:: PROVIDED INFORMATION
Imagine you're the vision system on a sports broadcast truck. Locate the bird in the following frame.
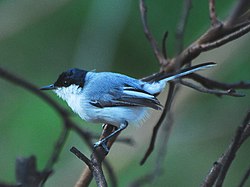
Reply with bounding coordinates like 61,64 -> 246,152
40,62 -> 216,151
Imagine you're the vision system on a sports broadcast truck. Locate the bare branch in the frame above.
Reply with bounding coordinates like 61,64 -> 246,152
201,112 -> 250,187
175,0 -> 192,55
140,83 -> 175,165
209,0 -> 220,26
226,0 -> 250,27
70,147 -> 107,187
139,0 -> 166,65
75,125 -> 119,187
238,167 -> 250,187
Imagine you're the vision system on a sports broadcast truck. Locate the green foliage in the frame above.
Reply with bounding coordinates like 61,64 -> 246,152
0,0 -> 250,186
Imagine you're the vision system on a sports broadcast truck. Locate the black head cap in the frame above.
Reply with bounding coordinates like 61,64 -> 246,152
54,68 -> 87,87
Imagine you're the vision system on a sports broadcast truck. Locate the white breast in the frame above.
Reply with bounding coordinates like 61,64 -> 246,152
55,85 -> 148,127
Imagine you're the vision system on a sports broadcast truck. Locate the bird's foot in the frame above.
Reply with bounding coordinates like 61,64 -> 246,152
94,139 -> 109,154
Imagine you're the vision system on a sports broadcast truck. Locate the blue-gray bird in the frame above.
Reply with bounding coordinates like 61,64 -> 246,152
41,62 -> 215,150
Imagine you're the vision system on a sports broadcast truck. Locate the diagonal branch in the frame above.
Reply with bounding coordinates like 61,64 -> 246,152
201,112 -> 250,187
139,0 -> 166,65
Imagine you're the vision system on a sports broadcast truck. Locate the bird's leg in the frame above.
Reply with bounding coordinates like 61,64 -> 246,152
94,121 -> 128,152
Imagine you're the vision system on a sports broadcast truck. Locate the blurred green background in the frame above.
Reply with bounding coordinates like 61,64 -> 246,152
0,0 -> 250,187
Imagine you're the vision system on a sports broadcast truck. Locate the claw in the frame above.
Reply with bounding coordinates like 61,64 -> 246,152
94,139 -> 109,153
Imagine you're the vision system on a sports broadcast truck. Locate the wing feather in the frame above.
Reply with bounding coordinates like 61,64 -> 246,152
90,86 -> 162,110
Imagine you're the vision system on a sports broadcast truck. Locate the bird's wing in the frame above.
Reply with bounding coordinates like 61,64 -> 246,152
90,85 -> 162,110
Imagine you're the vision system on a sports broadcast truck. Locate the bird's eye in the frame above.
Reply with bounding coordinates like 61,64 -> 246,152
63,80 -> 70,86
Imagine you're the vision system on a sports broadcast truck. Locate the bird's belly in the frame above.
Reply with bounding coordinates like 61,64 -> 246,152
78,104 -> 147,127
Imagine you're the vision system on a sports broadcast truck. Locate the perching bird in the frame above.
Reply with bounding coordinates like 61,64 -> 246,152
41,63 -> 215,150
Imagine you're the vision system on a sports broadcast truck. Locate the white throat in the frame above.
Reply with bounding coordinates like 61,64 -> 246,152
54,84 -> 83,113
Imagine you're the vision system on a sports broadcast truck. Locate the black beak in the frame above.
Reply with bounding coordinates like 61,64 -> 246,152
40,84 -> 56,90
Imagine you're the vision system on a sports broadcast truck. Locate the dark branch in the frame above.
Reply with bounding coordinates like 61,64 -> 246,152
209,0 -> 221,26
201,112 -> 250,187
238,167 -> 250,187
140,83 -> 175,165
139,0 -> 166,65
175,0 -> 192,55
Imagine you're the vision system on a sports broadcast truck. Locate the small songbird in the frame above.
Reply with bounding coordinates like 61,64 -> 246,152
41,62 -> 215,150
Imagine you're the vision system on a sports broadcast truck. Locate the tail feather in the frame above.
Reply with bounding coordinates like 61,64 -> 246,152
158,62 -> 216,83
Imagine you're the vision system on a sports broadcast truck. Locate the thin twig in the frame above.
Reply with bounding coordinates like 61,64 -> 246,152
175,0 -> 192,55
75,125 -> 119,187
70,147 -> 92,168
238,167 -> 250,187
103,159 -> 118,187
209,0 -> 220,26
225,0 -> 250,27
70,147 -> 108,187
140,83 -> 175,165
139,0 -> 166,65
201,112 -> 250,187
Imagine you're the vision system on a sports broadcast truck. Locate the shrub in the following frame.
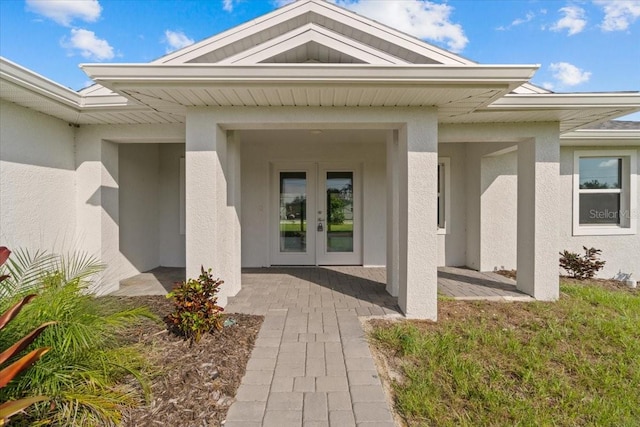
::::
● DIRECTIONS FOR THIS TASK
Render each line of the records above as a Markdown table with two columns, No. and Line, numbering the rows and omitting blank lines. Leave the pictures out of the table.

● FINAL ANSWER
| No. | Line |
|---|---|
| 1 | Imagine you're the vision system on a sports broadcast truck. Locate the bird in the following frame. |
| 2 | Reply with bounding coordinates like 61,64 -> 246,152 |
| 3 | 40,62 -> 216,151 |
| 4 | Imagine you're the vision system on a sports broadcast truck. Locate the bare branch in the frame above. |
| 5 | Reply with bounding coordinates like 61,64 -> 246,152 |
| 6 | 201,112 -> 250,187 |
| 7 | 175,0 -> 192,55 |
| 8 | 140,83 -> 175,165 |
| 9 | 209,0 -> 220,26 |
| 10 | 226,0 -> 250,27 |
| 11 | 70,147 -> 107,187 |
| 12 | 139,0 -> 166,65 |
| 13 | 75,125 -> 119,187 |
| 14 | 238,167 -> 250,187 |
| 15 | Imagine you're the vision system on a sports broadcast truck. Locate the green foliage in the frame above. |
| 16 | Reply with bounding coordinates like 61,64 -> 246,152 |
| 17 | 0,0 -> 250,186 |
| 18 | Imagine you're the vision system on a sports broadcast truck. Locate the black head cap in the frame above. |
| 19 | Reply with bounding coordinates like 61,64 -> 246,152 |
| 20 | 54,68 -> 87,87 |
| 21 | Imagine you're the vision system on a sports broadcast truck. Locate the white breast in the frame above. |
| 22 | Reply with bounding coordinates like 61,64 -> 246,152 |
| 23 | 55,85 -> 148,127 |
| 24 | Imagine you're the vision system on a sports broadcast truck. Locate the bird's foot in the frame above. |
| 25 | Reply with bounding coordinates like 61,64 -> 246,152 |
| 26 | 94,139 -> 109,154 |
| 27 | Imagine you're the vision system on a sports broadcast truck. Locate the blue-gray bird in the frame above. |
| 28 | Reply with bounding coordinates like 61,64 -> 246,152 |
| 29 | 41,62 -> 215,150 |
| 30 | Imagine you're the vision system on a sports broadcast truck. Locate the diagonal branch in the frame above. |
| 31 | Reply with bounding coordinates like 61,64 -> 246,152 |
| 32 | 201,112 -> 250,187 |
| 33 | 139,0 -> 166,65 |
| 34 | Imagine you're the vision system on a sports broadcast truck. Locate the bird's leg in the frame above. |
| 35 | Reply with bounding coordinates like 61,64 -> 246,152 |
| 36 | 94,121 -> 128,152 |
| 37 | Imagine you're the vision system on a sports broadcast truck. Locate the blurred green background in the frame above. |
| 38 | Reply with bounding coordinates like 61,64 -> 246,152 |
| 39 | 0,0 -> 250,187 |
| 40 | Imagine you're the vision system on a sports broadcast truck. Locate the claw in the frame above. |
| 41 | Reply with bounding coordinates like 61,64 -> 246,152 |
| 42 | 94,139 -> 109,153 |
| 43 | Imagine you're the vision system on a sports broadcast truck. Locate the wing feather in the frame above. |
| 44 | Reply with bounding coordinates like 61,64 -> 246,152 |
| 45 | 90,86 -> 162,110 |
| 46 | Imagine you're the vision system on a sports broadcast truck. Locate the bird's wing in the frame above. |
| 47 | Reply with bounding coordinates like 61,64 -> 246,152 |
| 48 | 90,85 -> 162,110 |
| 49 | Imagine you're the vision system on a sports broadcast truck. Locate the bird's eye in the frame above. |
| 50 | Reply with bounding coordinates like 61,64 -> 246,152 |
| 51 | 63,80 -> 70,86 |
| 52 | Imagine you're the vision system on a sports broadcast truck. Locate the bird's belly in the frame above. |
| 53 | Reply with bounding coordinates like 61,64 -> 246,152 |
| 54 | 78,104 -> 147,127 |
| 55 | Imagine you're the vision system on a sports broadcast truck. Locate the perching bird in the frame above. |
| 56 | Reply with bounding coordinates like 61,64 -> 246,152 |
| 57 | 41,63 -> 215,150 |
| 58 | Imagine you're the vision system on a sports broadcast truck. Locate the white throat in the frame above. |
| 59 | Reply with bounding coordinates like 61,64 -> 246,152 |
| 60 | 54,84 -> 83,113 |
| 61 | Imagine you're the vision system on a sports broadcast truck. Locate the black beak in the frame above. |
| 62 | Reply with bounding coordinates like 61,64 -> 246,152 |
| 63 | 40,84 -> 56,90 |
| 64 | Imagine you're the vision system on a sports broadcast truck. Locate the dark branch in the frame above. |
| 65 | Reply with bounding coordinates like 61,64 -> 246,152 |
| 66 | 209,0 -> 221,26 |
| 67 | 201,112 -> 250,187 |
| 68 | 238,167 -> 250,187 |
| 69 | 140,83 -> 175,165 |
| 70 | 139,0 -> 166,65 |
| 71 | 175,0 -> 192,55 |
| 72 | Imagine you're the vision system on a sports broadcast truck. Locate the small songbird in the frame above. |
| 73 | Reply with bounding coordinates like 61,64 -> 246,152 |
| 74 | 41,62 -> 215,150 |
| 75 | Imagine you're the vision system on a sports broadcast truck. Locate the tail feather in the frame above. |
| 76 | Reply with bounding coordinates like 61,64 -> 246,152 |
| 77 | 158,62 -> 216,83 |
| 78 | Imagine you're the vision system on a sports broadcast truck. Locate the thin twig in the frame above. |
| 79 | Reply with bounding coordinates like 61,64 -> 246,152 |
| 80 | 175,0 -> 192,55 |
| 81 | 75,125 -> 119,187 |
| 82 | 70,147 -> 92,168 |
| 83 | 238,167 -> 250,187 |
| 84 | 103,159 -> 118,187 |
| 85 | 209,0 -> 220,26 |
| 86 | 225,0 -> 250,27 |
| 87 | 70,147 -> 108,187 |
| 88 | 140,83 -> 175,165 |
| 89 | 139,0 -> 166,65 |
| 90 | 201,112 -> 250,187 |
| 91 | Imagine you're the vision system on a sports broadcast truck. Locate the shrub in the following frame. |